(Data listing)
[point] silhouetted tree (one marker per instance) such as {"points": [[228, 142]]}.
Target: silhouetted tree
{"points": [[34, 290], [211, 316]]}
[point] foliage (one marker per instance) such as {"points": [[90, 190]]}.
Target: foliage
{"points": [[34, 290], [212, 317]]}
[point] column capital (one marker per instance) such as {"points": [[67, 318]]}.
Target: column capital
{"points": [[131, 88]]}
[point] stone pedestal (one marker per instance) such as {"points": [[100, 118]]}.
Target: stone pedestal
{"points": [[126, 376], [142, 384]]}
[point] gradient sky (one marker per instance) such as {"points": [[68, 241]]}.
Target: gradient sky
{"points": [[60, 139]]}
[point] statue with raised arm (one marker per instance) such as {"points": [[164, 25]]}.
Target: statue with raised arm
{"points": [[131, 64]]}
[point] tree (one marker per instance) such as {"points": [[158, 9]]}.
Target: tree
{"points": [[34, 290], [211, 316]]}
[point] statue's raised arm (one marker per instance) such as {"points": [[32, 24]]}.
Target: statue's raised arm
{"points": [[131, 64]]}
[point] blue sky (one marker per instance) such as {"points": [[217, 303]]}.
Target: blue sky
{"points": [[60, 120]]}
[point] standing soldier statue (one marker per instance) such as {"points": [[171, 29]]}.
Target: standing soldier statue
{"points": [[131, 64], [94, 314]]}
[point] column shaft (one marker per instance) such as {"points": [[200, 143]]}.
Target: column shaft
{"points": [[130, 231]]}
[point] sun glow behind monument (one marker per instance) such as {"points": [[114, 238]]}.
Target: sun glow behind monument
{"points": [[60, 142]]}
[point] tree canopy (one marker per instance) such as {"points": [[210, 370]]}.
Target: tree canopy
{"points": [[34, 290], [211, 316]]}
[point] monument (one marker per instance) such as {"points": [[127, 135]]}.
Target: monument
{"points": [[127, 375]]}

◆ INSTRUCTION
Rewrite the items from the line containing "[point] monument (one" through the end of the data listing, swapping "monument" for "memorial" and leaving everything else unchanged.

◆ EXERCISE OUTPUT
[point] memorial (one marker per instance) such as {"points": [[127, 135]]}.
Target: memorial
{"points": [[127, 375]]}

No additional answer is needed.